*** Kutipan Teks ***
Untuk diketahui, terdakwa mantan Kepala Dinas PMD Asdiarman didakwa Pasal 12 huruf a Undang-Undang RI Nomor 31 Tahun 1999 tentang Pemberantasan Tindak Pidana Korupsi Jo Undang-Undang RI Nomor 20 tahun 2001 tentang Perubahan atas Undang-Undang RI Nomor 31 Tahun 1999 tentang Pemberantasan Tindak Pidana Korupsi.
Sedangkan untuk terdakwa Rahmandasya didakwa dalam Pasal 5 ayat (2) Undang-Undang RI Nomor 31 Tahun 1999 tentang Pemberantasan Tindak Pidana Korupsi Jo Undang-Undang RI Nomor 20 tahun 2001 tentang Perubahan atas Undang-Undang RI Nomor 31 Tahun 1999 tentang Pemberantasan Tindak Pidana Korupsi.
***
- Tugas A: Menurut kutipan tentang dakwaan korupsi, pasal apa yang didakwakan kepada terdakwa Rahmandasya?
- Tugas B: Lanjutkan kutipan tentang dakwaan korupsi mulai setelah kalimat terakhirnya.
*** Data yang Ditampilkan ***
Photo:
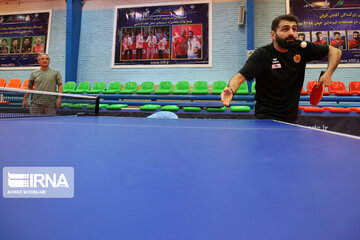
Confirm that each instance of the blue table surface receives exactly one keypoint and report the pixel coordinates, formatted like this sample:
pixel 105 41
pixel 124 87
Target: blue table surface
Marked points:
pixel 138 178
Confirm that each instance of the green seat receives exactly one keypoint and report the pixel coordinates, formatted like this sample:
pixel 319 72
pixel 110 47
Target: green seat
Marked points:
pixel 243 89
pixel 165 87
pixel 218 87
pixel 64 105
pixel 92 106
pixel 170 108
pixel 129 87
pixel 82 87
pixel 146 88
pixel 222 109
pixel 114 87
pixel 116 106
pixel 192 109
pixel 150 107
pixel 98 87
pixel 201 87
pixel 69 87
pixel 240 108
pixel 253 90
pixel 76 105
pixel 182 87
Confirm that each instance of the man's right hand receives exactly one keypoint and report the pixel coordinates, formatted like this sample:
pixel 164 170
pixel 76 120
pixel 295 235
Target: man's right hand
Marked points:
pixel 226 96
pixel 25 104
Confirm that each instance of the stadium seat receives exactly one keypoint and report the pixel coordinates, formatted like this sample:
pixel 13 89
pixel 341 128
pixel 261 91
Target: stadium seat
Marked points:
pixel 338 109
pixel 129 87
pixel 146 88
pixel 114 87
pixel 99 87
pixel 25 84
pixel 310 86
pixel 150 107
pixel 354 87
pixel 222 109
pixel 243 89
pixel 69 87
pixel 116 106
pixel 182 87
pixel 218 87
pixel 313 109
pixel 355 109
pixel 170 108
pixel 14 83
pixel 92 106
pixel 2 82
pixel 253 89
pixel 303 92
pixel 339 88
pixel 165 87
pixel 76 105
pixel 240 108
pixel 164 115
pixel 192 109
pixel 82 87
pixel 201 87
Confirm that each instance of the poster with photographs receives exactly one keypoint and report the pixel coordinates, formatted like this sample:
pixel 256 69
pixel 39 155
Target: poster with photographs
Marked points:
pixel 23 36
pixel 172 35
pixel 332 22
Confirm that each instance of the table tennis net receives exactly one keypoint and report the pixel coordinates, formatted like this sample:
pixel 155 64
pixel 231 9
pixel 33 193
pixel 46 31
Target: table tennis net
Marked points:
pixel 41 103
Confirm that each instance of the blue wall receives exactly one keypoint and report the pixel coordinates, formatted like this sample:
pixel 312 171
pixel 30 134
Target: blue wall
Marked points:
pixel 56 50
pixel 229 50
pixel 229 47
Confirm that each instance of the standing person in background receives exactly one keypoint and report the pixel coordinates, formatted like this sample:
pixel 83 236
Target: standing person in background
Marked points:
pixel 127 42
pixel 4 49
pixel 338 42
pixel 279 69
pixel 38 47
pixel 15 46
pixel 355 42
pixel 194 46
pixel 139 45
pixel 180 45
pixel 162 45
pixel 151 41
pixel 44 79
pixel 319 39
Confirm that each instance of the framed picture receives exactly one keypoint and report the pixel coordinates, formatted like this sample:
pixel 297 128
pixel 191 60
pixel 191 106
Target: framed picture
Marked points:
pixel 171 35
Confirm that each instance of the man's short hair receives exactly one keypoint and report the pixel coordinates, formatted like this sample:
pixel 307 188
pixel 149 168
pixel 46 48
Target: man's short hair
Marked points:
pixel 288 17
pixel 40 54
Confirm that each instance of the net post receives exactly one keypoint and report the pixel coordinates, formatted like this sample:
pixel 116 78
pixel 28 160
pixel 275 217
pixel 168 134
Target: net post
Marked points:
pixel 97 103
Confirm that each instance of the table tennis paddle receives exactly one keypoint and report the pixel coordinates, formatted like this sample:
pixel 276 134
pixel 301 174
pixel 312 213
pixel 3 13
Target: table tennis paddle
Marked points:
pixel 317 92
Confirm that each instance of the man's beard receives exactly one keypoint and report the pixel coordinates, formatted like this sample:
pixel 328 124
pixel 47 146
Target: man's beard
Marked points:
pixel 284 42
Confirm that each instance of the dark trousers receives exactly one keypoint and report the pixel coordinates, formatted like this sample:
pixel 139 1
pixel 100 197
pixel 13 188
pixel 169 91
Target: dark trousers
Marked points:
pixel 139 53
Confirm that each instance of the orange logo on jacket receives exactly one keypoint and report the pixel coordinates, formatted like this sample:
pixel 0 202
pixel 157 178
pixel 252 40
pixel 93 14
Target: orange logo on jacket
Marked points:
pixel 297 58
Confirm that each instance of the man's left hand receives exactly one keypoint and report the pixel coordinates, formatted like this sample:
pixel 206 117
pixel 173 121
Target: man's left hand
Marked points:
pixel 325 79
pixel 58 103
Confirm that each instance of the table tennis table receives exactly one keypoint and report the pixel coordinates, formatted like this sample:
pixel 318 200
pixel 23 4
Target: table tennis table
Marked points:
pixel 139 178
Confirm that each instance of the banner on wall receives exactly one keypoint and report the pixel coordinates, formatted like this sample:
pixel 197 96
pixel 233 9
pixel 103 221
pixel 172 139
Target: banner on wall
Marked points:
pixel 172 35
pixel 23 36
pixel 332 22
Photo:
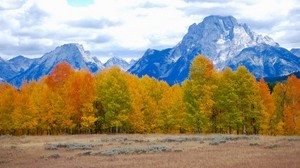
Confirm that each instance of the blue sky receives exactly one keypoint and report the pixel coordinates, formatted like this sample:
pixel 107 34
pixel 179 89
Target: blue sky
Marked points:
pixel 80 3
pixel 127 28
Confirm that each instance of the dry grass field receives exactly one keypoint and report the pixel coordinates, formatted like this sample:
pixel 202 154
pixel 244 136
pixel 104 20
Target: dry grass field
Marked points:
pixel 132 151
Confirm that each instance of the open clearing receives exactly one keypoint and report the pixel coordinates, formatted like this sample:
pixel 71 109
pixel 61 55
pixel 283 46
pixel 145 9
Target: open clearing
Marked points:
pixel 135 150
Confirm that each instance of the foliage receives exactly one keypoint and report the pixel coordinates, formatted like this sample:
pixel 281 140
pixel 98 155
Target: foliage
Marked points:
pixel 72 101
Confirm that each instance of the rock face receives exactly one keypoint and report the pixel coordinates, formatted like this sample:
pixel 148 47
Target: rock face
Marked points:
pixel 226 43
pixel 115 61
pixel 296 51
pixel 74 54
pixel 6 70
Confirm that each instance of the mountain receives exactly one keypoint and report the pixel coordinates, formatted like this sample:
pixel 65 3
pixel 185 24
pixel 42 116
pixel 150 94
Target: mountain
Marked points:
pixel 6 70
pixel 296 51
pixel 115 61
pixel 226 43
pixel 2 80
pixel 20 63
pixel 72 53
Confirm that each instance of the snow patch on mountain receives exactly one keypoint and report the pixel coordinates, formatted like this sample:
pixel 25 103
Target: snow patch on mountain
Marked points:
pixel 115 61
pixel 226 43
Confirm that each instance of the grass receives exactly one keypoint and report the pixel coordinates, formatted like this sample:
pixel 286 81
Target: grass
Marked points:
pixel 147 151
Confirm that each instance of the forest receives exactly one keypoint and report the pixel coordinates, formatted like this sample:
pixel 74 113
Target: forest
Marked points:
pixel 69 101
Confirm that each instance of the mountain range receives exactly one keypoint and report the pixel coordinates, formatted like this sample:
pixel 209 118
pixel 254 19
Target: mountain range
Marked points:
pixel 226 43
pixel 222 39
pixel 19 69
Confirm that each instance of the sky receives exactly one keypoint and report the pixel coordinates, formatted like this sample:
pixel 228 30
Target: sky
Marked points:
pixel 127 28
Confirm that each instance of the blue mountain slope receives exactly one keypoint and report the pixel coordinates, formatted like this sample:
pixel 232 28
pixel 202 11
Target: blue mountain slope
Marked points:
pixel 226 43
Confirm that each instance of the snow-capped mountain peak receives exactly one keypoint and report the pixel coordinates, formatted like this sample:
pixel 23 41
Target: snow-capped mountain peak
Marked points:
pixel 72 53
pixel 226 43
pixel 115 61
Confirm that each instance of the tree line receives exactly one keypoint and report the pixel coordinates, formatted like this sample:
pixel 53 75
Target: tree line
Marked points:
pixel 73 102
***
- Jawaban yang Diharapkan A: Pasal 5 ayat (2) Undang-Undang RI Nomor 31 Tahun 1999 tentang Pemberantasan Tindak Pidana Korupsi Jo Undang-Undang RI Nomor 20 tahun 2001 tentang Perubahan atas Undang-Undang RI Nomor 31 Tahun 1999 tentang Pemberantasan Tindak Pidana Korupsi.

- Jawaban yang Diharapkan B:
Dalam dakwaan itu juga menyebut, Asdiyarman diduga menerima uang Rp 30 juta dari Rahmandasya selaku pelaksana kegiatan pengadaan jas di 49 desa di Kabupaten Kaur. Pemberian uang ini dimaksudkan, agar Kepala Dinas PMD Kaur mengarahkan para kepala desa untuk melakukan pengadaan pakaian jas. Pemberian uang tersebut dilakukan sebanyak 4 kali.
Seperti diketahui, kasus ini bermula dari pengadaan jas untuk perangkat desa di 49 desa Kabupaten Kaur. Kades tersebut diduga menyalahgunakan wewenang dan jabatannya. Dengan merubah Anggaran Pendapatan dan Belanja Desa (APBDes) tahun 2022. Perubahan ini dilakukan sepihak tanpa melalui Musyawarah Rencana Pembangunan Desa (Musrenbangdes). Sehingga kini pengadaan jas dengan menggunakan anggaran Dana Desa (DD) ini naik ke meja hijau.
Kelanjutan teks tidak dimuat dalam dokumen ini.